── Given passage ──

Genome Database for Rosaceae

The Genome Database for Rosaceae (GDR², Jung et al., 2013) was initiated in 2003 to provide curated and integrated, genomic, genetics and breeding (GGB) data alongside analysis tools to enable basic, translational and applied research. Rosaceae is an economically, nutritionally and biologically important plant family that includes the majority of tree fruits (apple, apricot, blackberry, cherry, peach, plum), nuts (almond), and ornamentals (pear, crab apple). While not specifically focused on forest trees, GDR is included here for its role in developing Tripal modules for breeding and the comparative genomics utility with forest hardwoods.

GDR contains 21 genome assemblies and annotations for 14 species. A total of 528,890 genes, reference transcriptomes for all major species, 14,411 germplasm records, 313 genetic maps, 3.3 M molecular markers, 402,559 phenotype measurements, 3,902 QTL/MTL for 392 agronomic traits, 10.8 M genotypes, and 7,449 publications are housed in the database. GDR provides access to breeding management and analysis tools, pathway analysis through PlantCyc and Pathway Inspector, flexible front-end querying, genome annotations through JBrowse, and sequence similarity search functionality (Jung et al., 2016, 2017). GDR is participating in the development of new Tripal modules; visualization and analysis of genetic maps is available through the new Tripal Map Viewer module while whole genome alignments can be executed through the Tripal Synteny Viewer (Jung et al., 2018). GDR is currently expanding the analytic capabilities of their Breeding Information Management System (BIMS) and developing reference genome integration for the Tripal Map Viewer module.

Plant Genome Integrative Explorer

The Plant Genome Integrative Explorer (PlantGenIE) began as The Populus Integrative Genome Explorer (PopGenIE; Sjödin et al., 2009), to overcome a lack of tools for routine tasks such as annotating gene lists, converting among sequence identifiers, and visualizing transcript abundance on the basis of EST sequencing. The Populus version was expanded to include visualization of poplar microarray data using the concept of the Arabidopsis electronic fluorescent pictograph (eFP) browser (Winter et al., 2007), gene set enrichment tests for Gene Ontology (Ashburner et al., 2000), Pfam (Finn et al., 2010), genome synteny browsing alongside sequence similarity searching. Later, a complimentary comparative co-expression tool was developed to facilitate inference of functional orthologs on the basis of conserved co-expression (Netotea et al., 2014). The resulting networks were integrated within Populus and Arabidopsis GenIE sites. With the release of the Norway spruce (Picea abies) genome (Nystedt et al., 2013), the associated resources were made available in a Conifer database, ConGenIE, which also includes genomes for loblolly pine (Pinus taeda; Neale et al., 2014; Wegrzyn et al., 2014) and white spruce (Picea glauca; Birol et al., 2013).

───
── Data listing ──

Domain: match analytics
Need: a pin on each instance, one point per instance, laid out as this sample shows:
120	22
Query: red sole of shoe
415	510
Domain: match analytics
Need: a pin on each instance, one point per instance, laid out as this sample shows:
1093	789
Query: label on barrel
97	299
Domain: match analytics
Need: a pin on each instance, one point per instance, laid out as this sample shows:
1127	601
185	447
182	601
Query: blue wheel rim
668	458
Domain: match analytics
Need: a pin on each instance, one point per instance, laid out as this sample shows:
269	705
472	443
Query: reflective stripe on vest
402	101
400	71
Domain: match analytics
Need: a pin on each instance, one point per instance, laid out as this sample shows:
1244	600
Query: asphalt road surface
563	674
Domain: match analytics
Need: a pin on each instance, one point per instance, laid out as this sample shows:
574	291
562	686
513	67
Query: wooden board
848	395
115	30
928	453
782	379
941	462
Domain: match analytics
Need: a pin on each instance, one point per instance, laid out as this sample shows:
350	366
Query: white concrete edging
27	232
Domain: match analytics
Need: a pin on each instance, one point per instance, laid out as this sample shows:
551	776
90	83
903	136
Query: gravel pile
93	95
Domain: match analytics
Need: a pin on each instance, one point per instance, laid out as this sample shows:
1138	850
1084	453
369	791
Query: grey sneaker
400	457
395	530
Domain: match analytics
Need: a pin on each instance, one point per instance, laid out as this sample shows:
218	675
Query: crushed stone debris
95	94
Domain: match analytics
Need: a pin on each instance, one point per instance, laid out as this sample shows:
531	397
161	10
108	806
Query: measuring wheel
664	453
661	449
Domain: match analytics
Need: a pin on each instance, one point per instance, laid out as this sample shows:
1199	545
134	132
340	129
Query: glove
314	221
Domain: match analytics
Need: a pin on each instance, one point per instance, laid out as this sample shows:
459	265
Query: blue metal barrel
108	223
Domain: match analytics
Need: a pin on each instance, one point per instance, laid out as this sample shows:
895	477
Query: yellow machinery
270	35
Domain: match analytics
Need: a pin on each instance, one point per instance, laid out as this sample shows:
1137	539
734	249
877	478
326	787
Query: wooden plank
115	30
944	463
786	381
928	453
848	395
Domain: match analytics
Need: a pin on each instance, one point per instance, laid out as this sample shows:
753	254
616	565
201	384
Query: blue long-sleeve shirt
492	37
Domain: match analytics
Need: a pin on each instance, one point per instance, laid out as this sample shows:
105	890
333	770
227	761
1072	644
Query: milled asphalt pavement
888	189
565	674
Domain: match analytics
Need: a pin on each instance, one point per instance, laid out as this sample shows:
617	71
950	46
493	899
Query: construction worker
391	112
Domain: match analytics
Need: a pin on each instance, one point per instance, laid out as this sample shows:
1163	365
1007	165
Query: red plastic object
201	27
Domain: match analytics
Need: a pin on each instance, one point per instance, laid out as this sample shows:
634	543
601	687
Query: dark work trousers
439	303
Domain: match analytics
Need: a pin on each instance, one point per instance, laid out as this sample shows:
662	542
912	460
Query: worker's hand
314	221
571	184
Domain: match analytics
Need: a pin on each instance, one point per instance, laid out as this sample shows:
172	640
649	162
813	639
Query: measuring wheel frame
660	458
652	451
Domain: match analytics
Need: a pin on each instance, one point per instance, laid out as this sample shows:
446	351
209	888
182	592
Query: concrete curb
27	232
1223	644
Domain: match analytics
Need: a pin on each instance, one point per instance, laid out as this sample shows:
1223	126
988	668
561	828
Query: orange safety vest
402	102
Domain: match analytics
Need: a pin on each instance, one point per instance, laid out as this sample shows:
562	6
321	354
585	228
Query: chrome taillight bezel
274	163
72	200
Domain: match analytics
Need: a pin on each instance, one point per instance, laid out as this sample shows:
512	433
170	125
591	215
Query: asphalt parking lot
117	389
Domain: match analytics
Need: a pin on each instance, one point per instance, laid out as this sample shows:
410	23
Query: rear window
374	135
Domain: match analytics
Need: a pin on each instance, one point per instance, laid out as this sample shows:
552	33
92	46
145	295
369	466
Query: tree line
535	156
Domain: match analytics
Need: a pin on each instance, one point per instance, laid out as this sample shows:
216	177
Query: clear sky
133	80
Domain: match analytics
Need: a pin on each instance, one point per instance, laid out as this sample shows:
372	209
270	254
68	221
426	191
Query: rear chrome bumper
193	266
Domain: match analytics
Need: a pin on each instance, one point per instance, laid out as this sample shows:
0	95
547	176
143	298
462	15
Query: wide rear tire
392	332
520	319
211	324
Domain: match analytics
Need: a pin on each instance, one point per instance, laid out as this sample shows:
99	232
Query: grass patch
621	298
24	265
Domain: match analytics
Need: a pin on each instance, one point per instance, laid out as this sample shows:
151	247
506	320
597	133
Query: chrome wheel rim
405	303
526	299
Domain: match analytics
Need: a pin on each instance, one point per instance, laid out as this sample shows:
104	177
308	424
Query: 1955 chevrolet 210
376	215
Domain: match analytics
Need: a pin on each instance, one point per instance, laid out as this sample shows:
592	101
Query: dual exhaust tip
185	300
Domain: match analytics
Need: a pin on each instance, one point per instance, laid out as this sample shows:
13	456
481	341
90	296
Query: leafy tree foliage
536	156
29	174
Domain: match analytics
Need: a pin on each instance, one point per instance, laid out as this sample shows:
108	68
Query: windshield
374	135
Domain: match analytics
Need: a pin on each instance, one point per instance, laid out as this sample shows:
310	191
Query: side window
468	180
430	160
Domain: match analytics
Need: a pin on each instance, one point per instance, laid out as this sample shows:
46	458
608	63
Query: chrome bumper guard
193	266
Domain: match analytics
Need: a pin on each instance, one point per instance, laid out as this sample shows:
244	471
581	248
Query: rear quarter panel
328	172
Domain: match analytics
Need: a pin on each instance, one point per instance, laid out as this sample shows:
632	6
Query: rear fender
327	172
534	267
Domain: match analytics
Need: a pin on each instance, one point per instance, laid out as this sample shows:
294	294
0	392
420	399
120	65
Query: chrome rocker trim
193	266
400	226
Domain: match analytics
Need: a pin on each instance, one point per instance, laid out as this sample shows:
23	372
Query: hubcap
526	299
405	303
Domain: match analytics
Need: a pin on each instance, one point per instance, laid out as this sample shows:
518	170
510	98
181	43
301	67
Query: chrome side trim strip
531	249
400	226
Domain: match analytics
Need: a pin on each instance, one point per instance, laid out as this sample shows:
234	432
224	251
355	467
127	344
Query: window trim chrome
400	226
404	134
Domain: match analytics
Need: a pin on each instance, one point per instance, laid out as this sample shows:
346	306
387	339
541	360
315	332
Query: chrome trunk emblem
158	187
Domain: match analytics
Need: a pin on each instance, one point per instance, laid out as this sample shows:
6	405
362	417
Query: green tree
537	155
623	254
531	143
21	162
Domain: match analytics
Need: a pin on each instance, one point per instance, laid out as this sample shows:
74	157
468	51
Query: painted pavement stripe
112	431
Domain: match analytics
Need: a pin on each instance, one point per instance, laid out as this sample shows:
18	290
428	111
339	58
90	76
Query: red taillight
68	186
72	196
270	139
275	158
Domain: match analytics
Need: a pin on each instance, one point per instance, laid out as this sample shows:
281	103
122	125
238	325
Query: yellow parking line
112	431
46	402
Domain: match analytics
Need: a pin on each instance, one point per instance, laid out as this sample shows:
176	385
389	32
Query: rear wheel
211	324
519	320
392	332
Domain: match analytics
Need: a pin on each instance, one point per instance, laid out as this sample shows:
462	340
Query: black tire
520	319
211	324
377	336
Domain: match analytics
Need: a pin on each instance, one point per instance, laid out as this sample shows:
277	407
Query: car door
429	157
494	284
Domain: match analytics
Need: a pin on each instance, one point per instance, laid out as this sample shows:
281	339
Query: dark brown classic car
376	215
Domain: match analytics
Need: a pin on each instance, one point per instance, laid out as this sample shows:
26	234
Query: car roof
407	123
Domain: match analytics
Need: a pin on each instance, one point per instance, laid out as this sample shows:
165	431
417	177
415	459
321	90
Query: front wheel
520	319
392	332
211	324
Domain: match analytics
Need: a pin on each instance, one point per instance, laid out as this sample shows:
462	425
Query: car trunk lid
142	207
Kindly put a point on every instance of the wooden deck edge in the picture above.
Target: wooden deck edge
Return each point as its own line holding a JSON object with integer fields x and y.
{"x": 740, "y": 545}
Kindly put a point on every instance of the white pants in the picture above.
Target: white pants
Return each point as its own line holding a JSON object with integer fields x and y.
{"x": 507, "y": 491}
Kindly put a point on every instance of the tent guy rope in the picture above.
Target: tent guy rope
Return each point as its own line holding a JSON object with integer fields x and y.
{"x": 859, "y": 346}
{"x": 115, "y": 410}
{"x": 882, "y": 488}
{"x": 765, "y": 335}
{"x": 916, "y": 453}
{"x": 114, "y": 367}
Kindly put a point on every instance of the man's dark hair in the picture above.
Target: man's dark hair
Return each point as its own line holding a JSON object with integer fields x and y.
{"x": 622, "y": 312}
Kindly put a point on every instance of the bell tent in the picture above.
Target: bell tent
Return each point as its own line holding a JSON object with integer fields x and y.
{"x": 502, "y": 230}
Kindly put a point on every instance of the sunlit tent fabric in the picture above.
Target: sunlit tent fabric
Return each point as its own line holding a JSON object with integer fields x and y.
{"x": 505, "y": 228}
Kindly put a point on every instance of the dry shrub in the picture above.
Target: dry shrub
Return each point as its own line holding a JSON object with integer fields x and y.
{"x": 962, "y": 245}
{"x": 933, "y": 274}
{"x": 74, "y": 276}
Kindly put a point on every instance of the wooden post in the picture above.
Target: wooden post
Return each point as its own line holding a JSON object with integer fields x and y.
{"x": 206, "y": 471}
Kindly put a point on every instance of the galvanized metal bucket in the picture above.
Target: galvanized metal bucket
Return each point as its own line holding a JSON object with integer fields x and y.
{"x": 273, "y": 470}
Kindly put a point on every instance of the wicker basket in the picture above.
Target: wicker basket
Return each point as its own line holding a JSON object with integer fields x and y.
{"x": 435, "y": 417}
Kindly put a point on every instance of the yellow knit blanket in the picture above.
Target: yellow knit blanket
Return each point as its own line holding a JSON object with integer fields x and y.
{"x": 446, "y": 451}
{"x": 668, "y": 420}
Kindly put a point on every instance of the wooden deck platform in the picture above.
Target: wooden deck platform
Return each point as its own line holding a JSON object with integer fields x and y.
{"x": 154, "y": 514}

───

• Task list:
1. Quote the genome database passage word for word, starting at "The Genome Database" and stopping after "with forest hardwoods.".
2. According to the genome database passage, in what year was the Genome Database for Rosaceae initiated?
3. Write the next part of the genome database passage, picking up after its final sentence.
The entries come from a different source than the genome database passage.

• Answers by item:
1.
The Genome Database for Rosaceae (GDR², Jung et al., 2013) was initiated in 2003 to provide curated and integrated, genomic, genetics and breeding (GGB) data alongside analysis tools to enable basic, translational and applied research. Rosaceae is an economically, nutritionally and biologically important plant family that includes the majority of tree fruits (apple, apricot, blackberry, cherry, peach, plum), nuts (almond), and ornamentals (pear, crab apple). While not specifically focused on forest trees, GDR is included here for its role in developing Tripal modules for breeding and the comparative genomics utility with forest hardwoods.

2. 2003

3.
The PlantGenIE umbrella resource (Sundell et al., 2015), which included the development of new and updated gene expression tools, together with an integrated gene family analysis, is now available for all species. The primary aim is visualization of gene expression data, primarily from forest tree species, but including related sites for plant models, such as Arabidopsis. As such, gene expression resources for aspen (AspWood; Sundell et al., 2017) and Norway spruce (NorWood; Jokipii-Lukkari et al., 2017) cryogenic tangential cuttings series profiling wood development are being integrated within the PopGenIE and ConGenIE sites, respectively. Dedicated sites have been developed to provide access to spatial transcriptomics (Giacomello et al., 2017) and laser capture microdissection (Canas et al., 2014) gene expression data. For a subset of species, community annotation is also provided via WebApollo (Stevens et al., 2016).

The GenIE sites were originally developed using the Drupal CMS with many of the tools from GMOD (Stein et al., 2002). More recently, an alternative open-source CMS has been developed (GenIE-CMS³) and the PlantGenIE resource is currently being updated in this platform. GenIE-CMS includes web services, enabling end users to access genomic information from external interfaces such as R and Python analysis scripts. Alongside this update, new and improved versions of gene expression visualization tools have been developed and made available as plugins to GenIE-CMS. The PlantGenIE update includes integration with the PLAZA resource (Proost et al., 2015), integration of cross-GenIE gene lists using PLAZA gene orthology inference methods, new integrative gene expression explorer tools, new and updated gene expression networks inferred using seidr (Schiffthaler et al., 2018), and an updated functional enrichment tool. In addition to updating existing reference genomes, new genomes are being added, including a dedicated eucalyptus site, EucGenIE. The development of GenIE-CMS enables rapid and easy implementation of new GenIE resources and cross-linking among existing GenIE sites using PLAZA gene family and orthology information.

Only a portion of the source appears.